Problem A: From the passage on cancer and cell forces, copy the part that starts at the words "In our experiments, we" and ends after the words "their stem cells.", with no changes.
Problem B: In the passage on cancer and cell forces, what did Michelangelo Cordenonsi find when he artificially raised TAZ in benign cells?

Pulling the Strings of Cancer
Indeed, while researchers working on stem cells and the field of regenerative medicine are looking to boost the expansion of these cells and regrow damaged tissue, cancer researchers are struggling to do just the opposite: to restrict growth. Here, too, the physical forces tugging at cells may play a decisive role. For 40 years the war on cancer has largely been ruled by the view that genetic mutations drive tumor growth. Although some therapies that block the activity of such mutants have been effective, it is uncertain whether this approach will translate into a wide range of new treatments. Simply put, there are too many mutations, even in a single tumor, to chase and block all of them.
Cancer, however, is as much a disease of a disturbed microenvironment as it is a result of disturbed genes. Alterations of cell shape and of the cell's surroundings actually precede the onset of tumors and may even initiate disease. For example, work at Valerie Weaver's lab at the University of California, San Francisco, has shown that increasing the rigidity of the surrounding extracellular matrix prompted nonmalignant cells to switch to a tumorlike program of aggressive growth.
In our experiments, we demonstrated that forced shape changes translated into activation of YAP/TAZ and into more malignant behavior. Michelangelo Cordenonsi, a member of my lab, found that when he artificially raised TAZ in benign cells, these became indistinguishable from cancer stem cells. Indeed, YAP/TAZ is active in breast cancer stem cells, where they increase malignancy. Tumor cells do not invent anything new. Instead they co-opt a key mechanism by which tissues control the number and differentiation of their stem cells.

Data segment:
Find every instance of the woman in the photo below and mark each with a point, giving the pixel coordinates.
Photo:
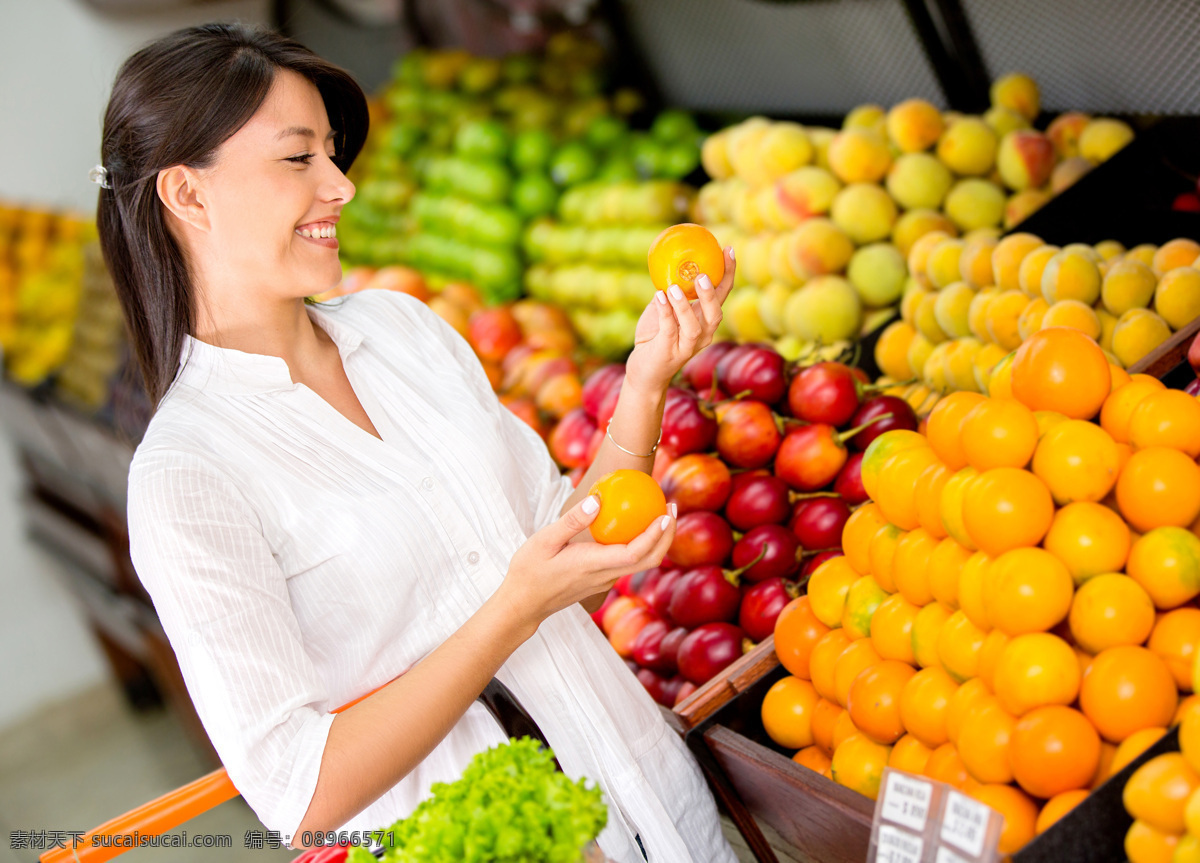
(331, 497)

Expected output A:
In our experiments, we demonstrated that forced shape changes translated into activation of YAP/TAZ and into more malignant behavior. Michelangelo Cordenonsi, a member of my lab, found that when he artificially raised TAZ in benign cells, these became indistinguishable from cancer stem cells. Indeed, YAP/TAZ is active in breast cancer stem cells, where they increase malignancy. Tumor cells do not invent anything new. Instead they co-opt a key mechanism by which tissues control the number and differentiation of their stem cells.

Expected output B: The benign cells became indistinguishable from cancer stem cells.